> Short task 1: From the Renju world championships page below, copy the passage starting at "There are several" and ending at "Correspondence World Championships.".
> Short task 2: Using the Renju world championships page below, decide whether each statement agrees with it. Answer yes or no for each and quote the words that settle it: (a) The 1989 championship was held in Kyoto. (b) The Yamaguchi opening rule was used from 2009 to 2015. (c) The 2025 championship used the Soosõrv-8 opening rule.
> Short task 3: Turn the paragraph of the Renju world championships page that begins "There are several world championships" into a short list that keeps its main facts.

= World Championships in Renju =

There are several world championships in Renju organized by the Renju International Federation, including World Championship, Women World Championships, Team World Championships, Youth World Championships and Correspondence World Championships.

== World Championships ==
Renju World Championships have occurred every second year, since 1989. The opening rule was Yamaguchi from 2009 to 2015, and was Soosõrv-8 from 2017 to 2023.

The results of previous World Championships are following:

| Title year | Hosting city, country | Gold | Silver | Bronze | Opening rule |
|---|---|---|---|---|---|
| 1989 | Japan Kyoto, Japan | Japan Shigeru Nakamura | Japan Hideki Nara | Japan Toshio Nishimura | Swap |
| 1991 | Soviet Union Moscow, Soviet Union | Japan Shigeru Nakamura | Japan Makoto Yamaguchi | Soviet Union Aldis Reims | Swap |
| 1993 | Sweden Arjeplog, Sweden | Estonia Ando Meritee | Japan Hideki Nara | Latvia Aldis Reims | Swap |
| 1995 | Estonia Tallinn, Estonia | Japan Norihiko Kawamura | Estonia Ando Meritee | Russia Dmitry Ilyin | Swap |
| 1997 | Russia Saint Petersburg, Russia | Japan Kazuto Hasegawa | Estonia Ando Meritee | Japan Takashi Sagara | RIF |
| 1999 | China Beijing, China | Estonia Ando Meritee | Russia Igor Sinyov | Sweden Stefan Karlsson | RIF |
| 2001 | Japan Kyoto, Japan | Estonia Ando Meritee | Russia Vladimir Sushkov | Russia Igor Sinyov | RIF |
| 2003 | Sweden Vadstena, Sweden | Estonia Tunnet Taimla | Russia Vladimir Sushkov | Estonia Ando Meritee | RIF |
| 2005 | Estonia Tallinn, Estonia | Estonia Ando Meritee | Russia Vladimir Sushkov | Russia Konstantin Chingin | RIF |
| 2007 | Russia Tyumen, Russia | China Wu Di | Russia Konstantin Chingin | Japan Yusui Yamaguchi | RIF |
| 2009 | Czech Republic Pardubice, Czech Republic | Russia Vladimir Sushkov | Estonia Tunnet Taimla | China Cao Dong | Yamaguchi |
| 2011 | Sweden Huskvarna, Sweden | China Cao Dong | Chinese Taipei Lin Huang-Yu | China Huang Jinxian | Yamaguchi |
| 2013 | Estonia Tallinn, Estonia | Estonia Tunnet Taimla | Japan Yuuki Oosumi | Russia Vladimir Sushkov | Yamaguchi |
| 2015 | Russia Suzdal, Russia | China Qi Guan | Chinese Taipei Lin Huang-Yu | China Lan Zhiren | Yamaguchi |
| 2017 | Taiwan Taipei, Taiwan | Russia Vladimir Sushkov | China Zhu Jianfeng | Chinese Taipei Lin Shu-Hsuan | Soosõrv-8 |
| 2019 | Estonia Tallinn, Estonia | China Cao Dong | Russia Vladimir Sushkov | Japan Shunsuke Kamiya | Soosõrv-8 |
| 2023 | Turkey Istanbul, Turkey | China Lu Hai | China Mei Fan | Japan Tomoharu Nakayama | Soosõrv-8 |
| 2025 | Czech Republic Brno, Czech Republic | Japan Tomoharu Nakayama | China Mei Fan | Japan Shunsuke Kamiya | Taraguchi-10 |

The statistics for the players in the Renju World Championships following.

> Source excerpt:
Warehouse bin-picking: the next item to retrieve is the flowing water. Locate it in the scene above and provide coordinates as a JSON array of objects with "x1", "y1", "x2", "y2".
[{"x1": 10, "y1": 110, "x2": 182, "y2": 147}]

> Exercise response 1:
There are several world championships in Renju organized by the Renju International Federation, including World Championship, Women World Championships, Team World Championships, Youth World Championships and Correspondence World Championships.

> Exercise response 2:
(a) Yes: "| 1989 | Japan Kyoto, Japan |"
(b) Yes: "The opening rule was Yamaguchi from 2009 to 2015"
(c) No: "| 2025 | Czech Republic Brno, Czech Republic | Japan Tomoharu Nakayama | China Mei Fan | Japan Shunsuke Kamiya | Taraguchi-10 |"

> Exercise response 3:
World championships in Renju organized by the Renju International Federation:
- World Championship
- Women World Championships
- Team World Championships
- Youth World Championships
- Correspondence World Championships